Il messaggio che cogliamo da questa visita al centro giovanile dell’Empoli F.C. - interpretando in maniera libera - è che qui è lecito sbagliare, di più, quasi consigliato. I discorsi sulla crescita personale, l’atmosfera distesa, il puntare decisamente su dei ragazzi inesperti dando a ciascuno il tempo di maturare secondo il proprio ritmo, sono tutte declinazioni di un concetto che fa spesso fatica ad affermarsi sia in un contesto ristretto al solo mondo del calcio quanto allargato alla società più in generale: per cogliere buoni frutti bisogna saper aspettare, ci vogliono tempo ed una buona dose di errori. In questo l’Empoli ricorda, nonostante un dispiego di mezzi comunque significativo, quelle piccole imprese a conduzione familiare che producono prodotti di nicchia. C’è la ricerca della qualità, c’è la pazienza ed il saper fare artigiano, c’è l’interazione faccia a faccia mai spersonalizzata. Si tratta di un modello di business, forzando ancor di più la metafora, che riesce a produrre un Di Natale o un Rugani (per i profani, sono calciatori affermati), quasi tutti gli anni.

• _Consegna a_
Trascriva integralmente l'elenco riportato qui sotto, riga per riga, escludendo le immagini.

• _Dati forniti_
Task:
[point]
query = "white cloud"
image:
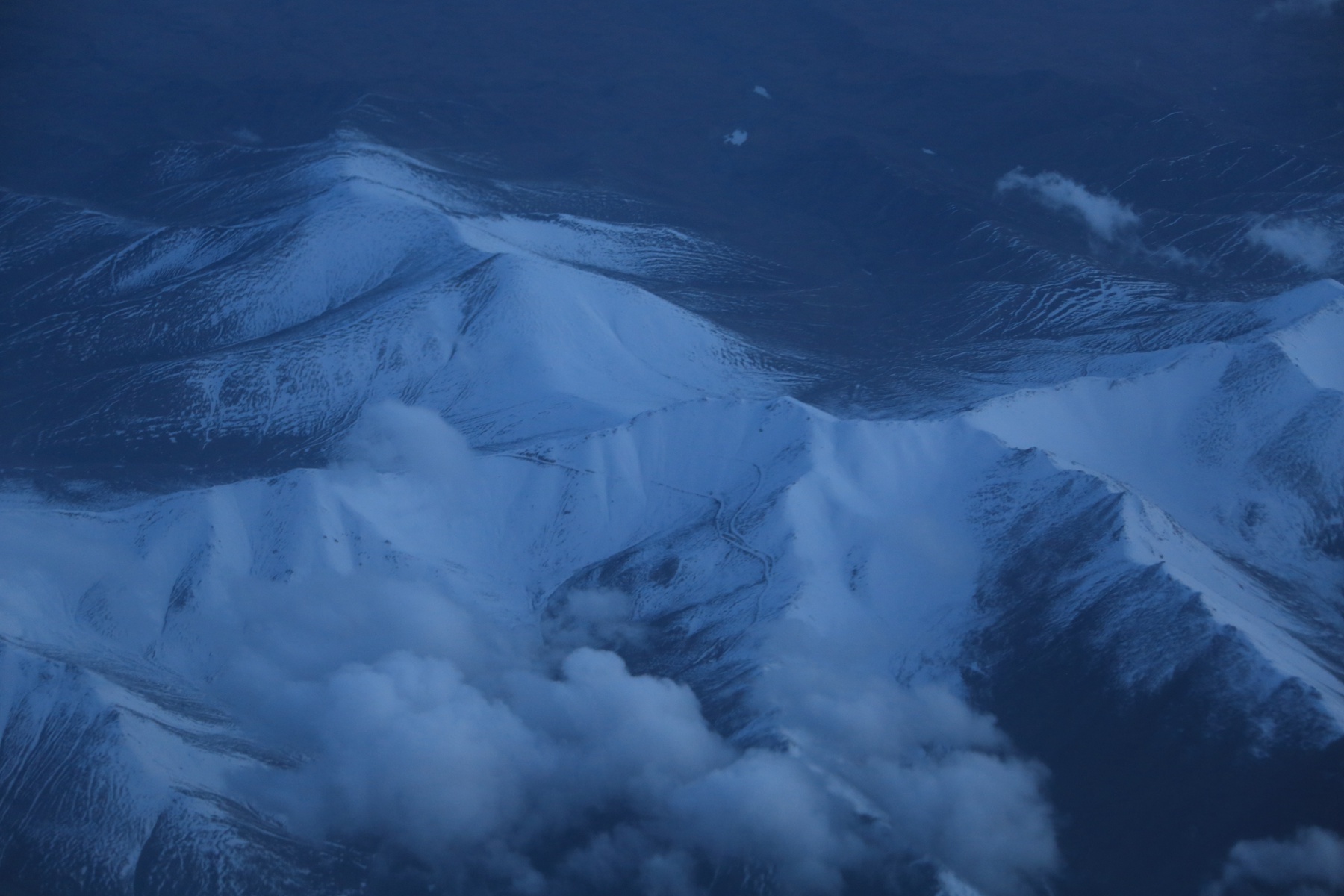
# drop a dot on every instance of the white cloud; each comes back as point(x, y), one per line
point(526, 756)
point(1108, 218)
point(1300, 242)
point(1308, 864)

• _Consegna b_
Nel brano sul centro giovanile dell'Empoli, quali calciatori affermati vengono citati come frutto di quel modello?

• _Soluzione a_
Task:
[point]
query = "white cloud"
image:
# drop a dot on every instance of the white cloud; each comes back as point(x, y), one per line
point(526, 756)
point(1108, 218)
point(1300, 242)
point(1308, 864)

• _Soluzione b_
Di Natale e Rugani.